== Cosa fare ==
Per favore, riporta senza alcuna modifica le righe dei record che seguono, a partire da quella che contiene "Localize orange wristband." fino a quella che contiene "405;355;436;390", entrambe incluse.

== Record forniti ==

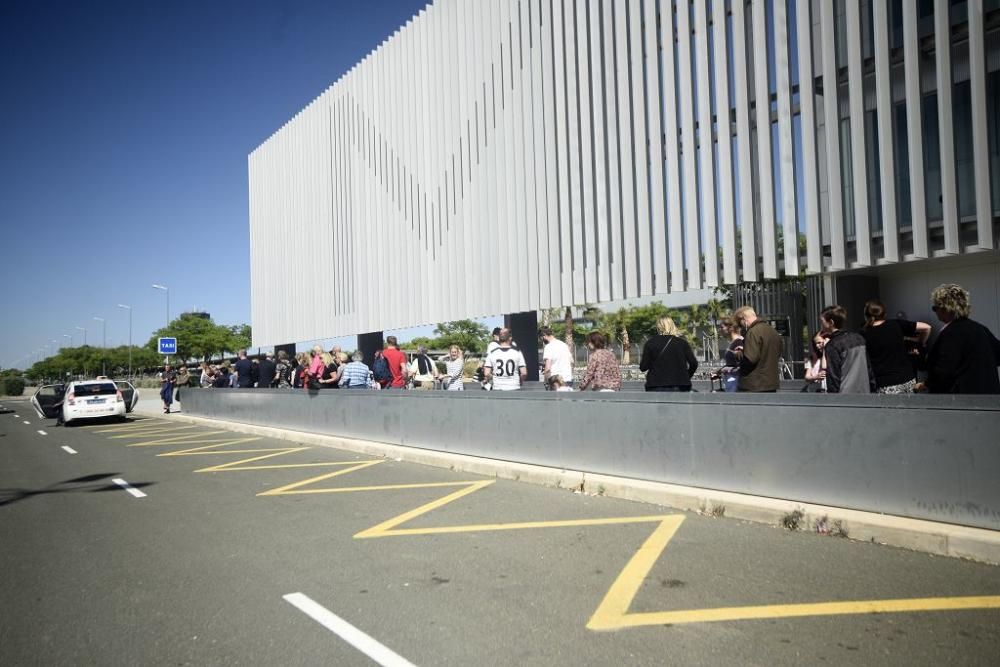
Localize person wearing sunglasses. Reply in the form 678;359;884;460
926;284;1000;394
==
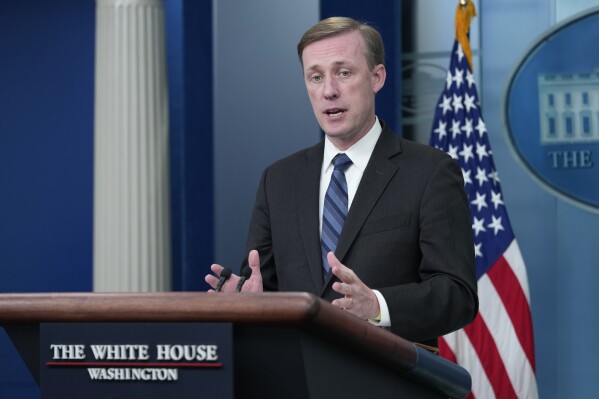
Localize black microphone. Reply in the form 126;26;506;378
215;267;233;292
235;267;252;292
--
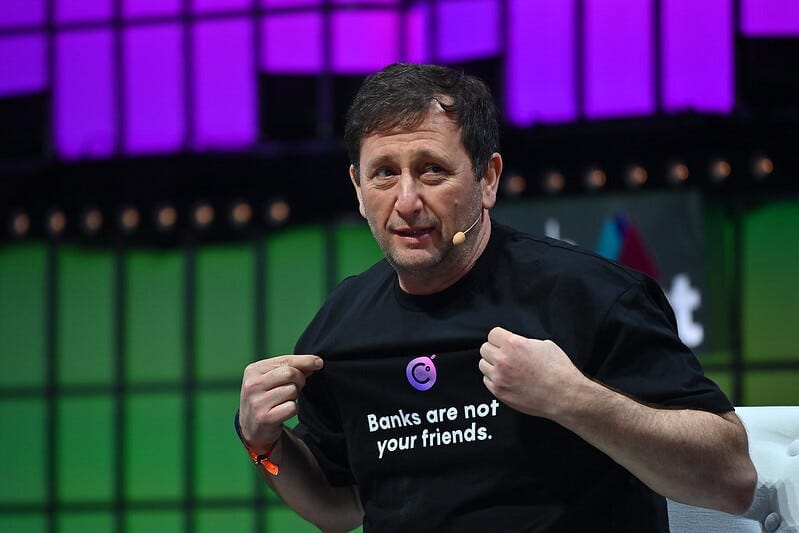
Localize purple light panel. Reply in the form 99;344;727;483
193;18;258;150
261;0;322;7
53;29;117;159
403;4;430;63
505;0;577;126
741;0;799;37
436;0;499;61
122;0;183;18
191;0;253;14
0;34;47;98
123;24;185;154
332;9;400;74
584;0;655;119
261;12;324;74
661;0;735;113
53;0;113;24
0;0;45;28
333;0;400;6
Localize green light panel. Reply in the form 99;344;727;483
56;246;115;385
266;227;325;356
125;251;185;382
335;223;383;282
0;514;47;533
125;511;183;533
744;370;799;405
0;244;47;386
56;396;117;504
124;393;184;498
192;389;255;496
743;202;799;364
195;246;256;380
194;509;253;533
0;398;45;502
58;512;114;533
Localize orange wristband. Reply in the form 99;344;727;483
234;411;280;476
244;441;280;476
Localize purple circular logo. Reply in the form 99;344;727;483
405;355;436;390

== La risposta ==
Localize orange wristband. Reply in the form 99;344;727;483
234;411;280;476
244;441;280;476
Localize purple circular logo. Reply in the form 99;344;727;483
405;355;436;390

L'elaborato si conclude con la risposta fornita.